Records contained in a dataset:
□ □ □ □ □ □ □
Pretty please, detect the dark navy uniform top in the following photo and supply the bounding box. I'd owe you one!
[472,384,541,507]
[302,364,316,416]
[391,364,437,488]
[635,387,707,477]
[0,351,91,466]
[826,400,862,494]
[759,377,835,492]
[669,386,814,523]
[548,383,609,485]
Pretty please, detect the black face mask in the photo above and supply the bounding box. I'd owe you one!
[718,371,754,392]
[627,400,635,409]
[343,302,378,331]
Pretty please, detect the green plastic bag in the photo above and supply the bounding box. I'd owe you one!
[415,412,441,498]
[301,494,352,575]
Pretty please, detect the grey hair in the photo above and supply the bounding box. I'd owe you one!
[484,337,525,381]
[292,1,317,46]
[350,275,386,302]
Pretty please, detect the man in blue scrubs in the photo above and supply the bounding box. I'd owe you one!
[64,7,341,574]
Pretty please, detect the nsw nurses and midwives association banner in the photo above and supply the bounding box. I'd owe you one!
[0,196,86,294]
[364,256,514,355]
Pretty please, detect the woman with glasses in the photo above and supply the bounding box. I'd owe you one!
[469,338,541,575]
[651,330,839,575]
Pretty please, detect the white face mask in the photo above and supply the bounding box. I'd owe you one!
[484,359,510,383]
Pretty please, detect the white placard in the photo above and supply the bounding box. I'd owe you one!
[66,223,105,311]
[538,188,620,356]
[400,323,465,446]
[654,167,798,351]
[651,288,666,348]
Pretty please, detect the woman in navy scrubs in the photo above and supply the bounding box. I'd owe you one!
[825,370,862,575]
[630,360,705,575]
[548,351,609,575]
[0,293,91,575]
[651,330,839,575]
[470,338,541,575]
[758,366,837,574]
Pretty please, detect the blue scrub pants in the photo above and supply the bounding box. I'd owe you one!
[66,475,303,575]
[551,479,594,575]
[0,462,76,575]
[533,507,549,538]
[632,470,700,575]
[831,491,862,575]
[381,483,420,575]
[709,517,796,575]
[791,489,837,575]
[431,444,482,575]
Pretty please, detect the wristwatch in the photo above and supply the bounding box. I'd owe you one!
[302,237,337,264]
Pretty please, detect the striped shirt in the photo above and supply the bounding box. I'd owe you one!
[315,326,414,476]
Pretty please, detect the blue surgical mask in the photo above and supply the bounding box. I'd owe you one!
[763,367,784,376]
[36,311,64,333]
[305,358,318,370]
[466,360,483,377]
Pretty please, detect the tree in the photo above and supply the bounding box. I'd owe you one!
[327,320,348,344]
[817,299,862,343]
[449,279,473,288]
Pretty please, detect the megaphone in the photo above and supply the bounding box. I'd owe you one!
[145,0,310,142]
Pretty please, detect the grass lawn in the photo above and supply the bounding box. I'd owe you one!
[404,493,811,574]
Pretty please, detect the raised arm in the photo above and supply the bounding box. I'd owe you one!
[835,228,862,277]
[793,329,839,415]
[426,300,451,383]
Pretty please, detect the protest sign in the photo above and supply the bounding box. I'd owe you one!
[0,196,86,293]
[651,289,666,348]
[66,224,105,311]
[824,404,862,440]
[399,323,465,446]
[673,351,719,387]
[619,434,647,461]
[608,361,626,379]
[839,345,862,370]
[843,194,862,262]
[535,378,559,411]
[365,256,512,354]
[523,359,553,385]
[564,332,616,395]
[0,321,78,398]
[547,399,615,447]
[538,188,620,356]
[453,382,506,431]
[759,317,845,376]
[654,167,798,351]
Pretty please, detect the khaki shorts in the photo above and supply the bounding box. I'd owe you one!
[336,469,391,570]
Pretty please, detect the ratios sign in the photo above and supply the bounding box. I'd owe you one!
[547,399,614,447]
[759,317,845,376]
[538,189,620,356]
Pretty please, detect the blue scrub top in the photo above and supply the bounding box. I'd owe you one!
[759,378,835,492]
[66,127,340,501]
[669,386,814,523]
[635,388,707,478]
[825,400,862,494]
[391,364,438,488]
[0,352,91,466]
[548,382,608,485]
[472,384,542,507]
□ □ □ □ □ □ □
**To do**
Every line must be copied exactly as it stands above.

**Task output**
Pretty please, detect the dark navy uniform top in the following photo and supply the bounding box. I'd owe you one!
[472,384,541,507]
[302,364,316,416]
[391,364,437,488]
[635,387,707,477]
[0,351,91,466]
[826,400,862,494]
[759,377,835,492]
[669,386,814,523]
[548,383,609,485]
Pretty please, detect the black face mask in the photo above and supply the bounding box. I'd owe you one!
[718,371,754,392]
[627,400,635,409]
[343,302,378,331]
Pretty please, detect the green plastic bag in the photo above and supply the bounding box. I'd owe you one!
[415,412,441,498]
[301,494,352,575]
Pretty please, detect the grey hair in the photo above and supply the bounding box. I'd owe you one!
[484,337,525,381]
[292,1,317,46]
[350,275,386,302]
Pretty please, detect the man in blue scrubs in the photo above and supply the bounding box. I'd owe you one!
[64,7,341,574]
Pretty please, detect the nsw nurses and midwives association banner in the photo above and supply the bounding box. I'd owe you one!
[0,196,86,294]
[364,256,514,355]
Pretty please, detect the woman with glasses in the photo above and supply the bounding box. I'd owe you one!
[469,338,541,575]
[651,330,839,575]
Pretty please, detect the white face mask in the photo above and supply the bounding box. I'd owe you one!
[484,359,510,383]
Pretty please, detect the white placard in the photo above and supply the bounding box. I'd owe you one!
[66,223,105,311]
[538,188,620,356]
[400,323,465,446]
[654,167,798,351]
[651,288,666,348]
Pretty please, detect the woman in navy scrubs in the photo above and supply the bounding box. I'd owe you one!
[825,370,862,575]
[630,360,705,575]
[548,351,609,575]
[0,293,91,575]
[651,330,839,575]
[470,338,541,575]
[758,366,837,574]
Pretty please, detect the blue scrub pants in the photo above and supply the bounding box. I'd owe you one!
[66,475,303,575]
[551,479,594,575]
[0,462,76,575]
[533,507,549,538]
[632,470,700,575]
[831,491,862,575]
[381,483,420,575]
[709,517,796,575]
[791,489,837,575]
[431,444,482,575]
Pretty please, detect the wristwatch in the photo above and supply the bounding box. I'd owe you one!
[302,237,337,264]
Pretty please, detect the striped shirt in the photo above and supply the bounding box. I'd owe you one!
[315,326,414,476]
Pretty please, detect the blue surgical mask in the photo above and supply the bounding box. I'd owe you one!
[763,367,784,376]
[36,311,64,333]
[305,358,318,370]
[466,360,483,377]
Pretty please, detect the tree in the photo above and supply the bounding box. I'd owe you one!
[327,320,348,344]
[817,299,862,343]
[449,279,473,288]
Pretty please, detect the megaphone in the photo above and supply the bounding box. I'd owe you one!
[145,0,310,142]
Pretty please, detect the grass lawn in the photo above and supply the bounding box. I'd owe you one!
[404,493,811,574]
Pretty please, detect the raised arm in the photo above and supply the bounding box. I'd owe you one!
[835,228,862,277]
[793,329,839,415]
[426,300,451,383]
Pretty please, detect the protest sign in the photo above and supply the bounding box. I'd owe you one!
[0,196,86,293]
[651,289,666,348]
[66,224,105,311]
[824,404,862,440]
[399,323,465,446]
[673,351,719,387]
[619,434,647,461]
[608,361,626,379]
[839,345,862,370]
[843,194,862,262]
[535,378,559,411]
[365,256,512,354]
[523,359,553,385]
[564,332,616,395]
[0,321,78,398]
[547,399,615,447]
[538,188,620,356]
[453,382,506,431]
[759,317,845,376]
[654,167,798,351]
Pretty please, detect the khaki shorts in the photo above and supply the bounding box. I'd owe you one!
[336,469,391,570]
Pretty please, detect the ratios sign in the photo above and supply the bounding box. I'd owe you one!
[547,399,614,447]
[759,317,845,376]
[538,189,620,356]
Pretty please, detect the blue scrub top in the photo above and supply the bounding box. I'd owe you one!
[759,378,835,492]
[66,127,340,501]
[669,386,814,523]
[635,388,707,478]
[825,400,862,494]
[391,364,438,488]
[0,352,91,466]
[548,382,608,485]
[472,384,542,507]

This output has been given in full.